## begin
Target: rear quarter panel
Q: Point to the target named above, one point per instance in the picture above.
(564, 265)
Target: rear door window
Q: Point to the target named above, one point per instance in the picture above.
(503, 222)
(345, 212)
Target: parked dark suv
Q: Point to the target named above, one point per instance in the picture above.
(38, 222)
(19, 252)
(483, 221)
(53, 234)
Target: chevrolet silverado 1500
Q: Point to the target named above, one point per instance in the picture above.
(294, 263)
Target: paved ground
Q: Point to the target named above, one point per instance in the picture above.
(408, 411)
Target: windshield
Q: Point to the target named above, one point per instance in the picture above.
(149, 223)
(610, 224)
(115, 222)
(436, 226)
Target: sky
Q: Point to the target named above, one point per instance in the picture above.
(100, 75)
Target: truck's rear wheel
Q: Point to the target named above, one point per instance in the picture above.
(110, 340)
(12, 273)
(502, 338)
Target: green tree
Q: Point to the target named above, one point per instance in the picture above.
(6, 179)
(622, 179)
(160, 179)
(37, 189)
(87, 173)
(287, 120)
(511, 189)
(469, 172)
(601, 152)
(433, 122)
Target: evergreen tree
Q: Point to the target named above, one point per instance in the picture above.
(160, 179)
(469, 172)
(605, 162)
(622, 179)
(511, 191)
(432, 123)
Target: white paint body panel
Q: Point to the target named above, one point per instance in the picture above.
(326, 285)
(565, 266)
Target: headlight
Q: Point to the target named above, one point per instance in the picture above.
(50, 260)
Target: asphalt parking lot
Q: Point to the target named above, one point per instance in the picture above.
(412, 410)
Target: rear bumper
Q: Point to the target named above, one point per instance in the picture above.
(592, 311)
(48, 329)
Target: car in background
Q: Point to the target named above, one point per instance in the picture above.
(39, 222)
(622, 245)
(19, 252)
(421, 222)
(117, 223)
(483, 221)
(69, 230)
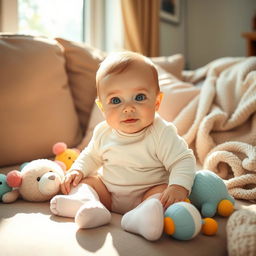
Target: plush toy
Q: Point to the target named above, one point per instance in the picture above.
(64, 154)
(183, 221)
(5, 189)
(210, 195)
(38, 181)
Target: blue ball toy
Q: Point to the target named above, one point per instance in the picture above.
(4, 187)
(183, 221)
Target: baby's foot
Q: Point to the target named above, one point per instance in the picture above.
(65, 205)
(146, 219)
(68, 205)
(92, 214)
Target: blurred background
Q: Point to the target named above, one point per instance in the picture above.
(201, 30)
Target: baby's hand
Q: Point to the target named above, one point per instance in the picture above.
(173, 194)
(73, 177)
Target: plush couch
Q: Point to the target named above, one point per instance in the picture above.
(47, 92)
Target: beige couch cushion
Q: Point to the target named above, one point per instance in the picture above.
(82, 62)
(173, 64)
(36, 106)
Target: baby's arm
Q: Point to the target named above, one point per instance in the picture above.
(172, 194)
(179, 160)
(72, 177)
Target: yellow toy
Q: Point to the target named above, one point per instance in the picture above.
(64, 154)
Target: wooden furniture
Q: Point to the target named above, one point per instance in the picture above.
(251, 43)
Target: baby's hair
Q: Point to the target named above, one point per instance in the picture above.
(118, 62)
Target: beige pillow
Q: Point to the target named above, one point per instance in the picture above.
(177, 94)
(36, 106)
(82, 62)
(173, 64)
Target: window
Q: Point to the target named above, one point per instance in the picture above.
(58, 18)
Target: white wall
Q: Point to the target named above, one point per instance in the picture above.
(8, 16)
(208, 30)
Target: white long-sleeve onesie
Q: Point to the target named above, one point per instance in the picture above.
(153, 156)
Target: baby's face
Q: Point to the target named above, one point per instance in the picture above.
(130, 99)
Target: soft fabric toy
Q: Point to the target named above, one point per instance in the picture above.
(38, 181)
(210, 195)
(183, 221)
(64, 154)
(5, 189)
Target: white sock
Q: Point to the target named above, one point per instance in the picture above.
(68, 205)
(147, 219)
(92, 214)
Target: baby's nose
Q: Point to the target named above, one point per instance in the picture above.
(129, 108)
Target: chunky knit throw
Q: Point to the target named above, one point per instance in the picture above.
(241, 232)
(220, 122)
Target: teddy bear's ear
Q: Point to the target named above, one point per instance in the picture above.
(61, 164)
(76, 150)
(14, 179)
(59, 148)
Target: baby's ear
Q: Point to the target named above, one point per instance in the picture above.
(99, 104)
(159, 100)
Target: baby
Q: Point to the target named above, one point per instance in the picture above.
(146, 166)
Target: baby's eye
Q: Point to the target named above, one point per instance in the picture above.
(115, 100)
(140, 97)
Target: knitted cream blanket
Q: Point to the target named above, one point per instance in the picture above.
(220, 122)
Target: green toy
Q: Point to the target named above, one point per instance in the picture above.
(4, 187)
(210, 195)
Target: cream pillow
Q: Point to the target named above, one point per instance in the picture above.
(177, 94)
(82, 62)
(173, 64)
(36, 106)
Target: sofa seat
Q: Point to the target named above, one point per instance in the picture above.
(29, 229)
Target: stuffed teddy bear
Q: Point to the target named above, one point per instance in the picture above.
(5, 189)
(183, 221)
(64, 154)
(38, 181)
(210, 195)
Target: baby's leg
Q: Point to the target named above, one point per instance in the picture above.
(83, 202)
(147, 218)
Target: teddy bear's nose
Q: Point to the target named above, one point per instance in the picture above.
(52, 177)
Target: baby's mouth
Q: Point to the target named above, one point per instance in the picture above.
(130, 120)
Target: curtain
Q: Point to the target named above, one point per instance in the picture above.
(141, 26)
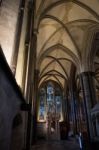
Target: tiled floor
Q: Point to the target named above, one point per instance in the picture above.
(56, 145)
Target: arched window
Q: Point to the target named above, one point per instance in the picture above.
(50, 101)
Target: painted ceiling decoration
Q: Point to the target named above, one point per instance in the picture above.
(64, 38)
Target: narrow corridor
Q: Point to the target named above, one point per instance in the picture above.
(56, 145)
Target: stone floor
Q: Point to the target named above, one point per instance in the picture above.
(56, 145)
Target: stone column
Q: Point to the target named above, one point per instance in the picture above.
(35, 99)
(29, 70)
(89, 96)
(17, 36)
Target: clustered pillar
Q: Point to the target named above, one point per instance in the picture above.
(89, 98)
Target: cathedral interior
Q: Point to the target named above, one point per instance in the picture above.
(49, 74)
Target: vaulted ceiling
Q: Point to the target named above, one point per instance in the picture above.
(63, 32)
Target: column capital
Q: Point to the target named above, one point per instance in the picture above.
(87, 73)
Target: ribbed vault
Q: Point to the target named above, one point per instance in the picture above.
(63, 29)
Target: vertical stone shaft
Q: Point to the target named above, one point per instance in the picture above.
(89, 95)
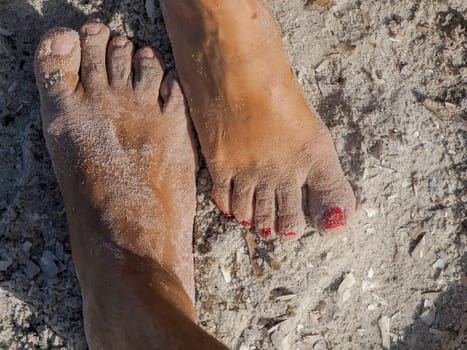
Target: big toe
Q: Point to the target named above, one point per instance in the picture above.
(331, 200)
(57, 63)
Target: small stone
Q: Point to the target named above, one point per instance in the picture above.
(346, 295)
(429, 312)
(27, 247)
(226, 274)
(347, 283)
(31, 269)
(5, 264)
(439, 264)
(384, 324)
(48, 265)
(59, 250)
(371, 212)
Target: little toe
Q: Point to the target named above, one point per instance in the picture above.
(149, 72)
(94, 38)
(290, 217)
(57, 63)
(242, 201)
(119, 57)
(264, 210)
(221, 195)
(171, 94)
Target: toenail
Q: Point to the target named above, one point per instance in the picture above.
(147, 53)
(333, 218)
(247, 223)
(119, 42)
(61, 46)
(266, 232)
(92, 28)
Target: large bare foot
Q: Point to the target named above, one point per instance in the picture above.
(261, 140)
(122, 149)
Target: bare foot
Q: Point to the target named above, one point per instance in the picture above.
(262, 141)
(122, 149)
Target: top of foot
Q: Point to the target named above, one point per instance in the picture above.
(121, 144)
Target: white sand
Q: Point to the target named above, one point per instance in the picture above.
(388, 78)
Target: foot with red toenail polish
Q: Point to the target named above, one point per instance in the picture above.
(333, 218)
(247, 223)
(260, 138)
(266, 232)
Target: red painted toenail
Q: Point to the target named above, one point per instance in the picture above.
(92, 28)
(247, 223)
(333, 218)
(266, 232)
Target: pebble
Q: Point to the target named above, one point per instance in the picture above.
(439, 264)
(31, 269)
(347, 283)
(59, 250)
(48, 265)
(384, 324)
(428, 313)
(27, 247)
(5, 264)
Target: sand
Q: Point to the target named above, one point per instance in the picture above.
(388, 78)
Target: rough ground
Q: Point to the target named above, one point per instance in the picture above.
(388, 77)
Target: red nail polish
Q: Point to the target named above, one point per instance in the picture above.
(290, 234)
(266, 232)
(247, 223)
(333, 218)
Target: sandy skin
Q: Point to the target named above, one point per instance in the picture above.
(261, 139)
(122, 149)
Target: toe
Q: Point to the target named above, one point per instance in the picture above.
(171, 94)
(57, 63)
(290, 217)
(331, 201)
(119, 56)
(149, 72)
(221, 194)
(94, 38)
(242, 201)
(264, 210)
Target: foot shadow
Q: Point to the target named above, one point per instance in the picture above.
(35, 255)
## end
Problem description:
Copy exactly, and only, the lines from the one containing "Target: rough ground" through the last line of the listing.

Completed exercise:
Target: rough ground
Q: Point to the target named above, one point per instance in the picture above.
(388, 77)
Target: red nail polish
Q: Point to the target named above, one point per instance in the picture above.
(290, 234)
(266, 232)
(247, 223)
(333, 218)
Target: sandy skin
Q: Point to the target named above, one point per instance in the picture above.
(261, 139)
(122, 149)
Target: toe
Q: Point to the target named above, one point per instance in the picture above.
(171, 94)
(57, 63)
(290, 217)
(331, 201)
(119, 56)
(149, 72)
(221, 194)
(94, 38)
(242, 201)
(264, 210)
Target: foot shadow
Q: Point to the target named above, one point per instance in the picture above.
(35, 255)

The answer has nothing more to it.